WHAT IS EXPECTED. The lines from the start of the records below through the line containing "Wildlife-tally request: point out every instance of the roadside" are to be copied exactly, both ends included, with nothing added.

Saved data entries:
========================================

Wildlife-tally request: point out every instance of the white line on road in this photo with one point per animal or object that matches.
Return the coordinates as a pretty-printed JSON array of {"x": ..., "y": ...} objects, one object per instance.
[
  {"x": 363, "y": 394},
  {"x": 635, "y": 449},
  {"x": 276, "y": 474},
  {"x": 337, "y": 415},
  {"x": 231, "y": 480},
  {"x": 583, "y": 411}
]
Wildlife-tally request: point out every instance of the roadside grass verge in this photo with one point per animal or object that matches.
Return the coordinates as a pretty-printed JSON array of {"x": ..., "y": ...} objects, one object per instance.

========================================

RESULT FOR THIS EXERCISE.
Wildlife-tally request: point out every instance of the white line on road in this photo with one point per animal or object that matches.
Return the coordinates as a pretty-printed JSON array of {"x": ..., "y": ...} objects, one object per instance.
[
  {"x": 363, "y": 394},
  {"x": 635, "y": 449},
  {"x": 276, "y": 474},
  {"x": 337, "y": 415},
  {"x": 231, "y": 480},
  {"x": 583, "y": 411}
]
Wildlife-tally request: point out every instance of the roadside grass verge in this photo with one point per animal or object that matches.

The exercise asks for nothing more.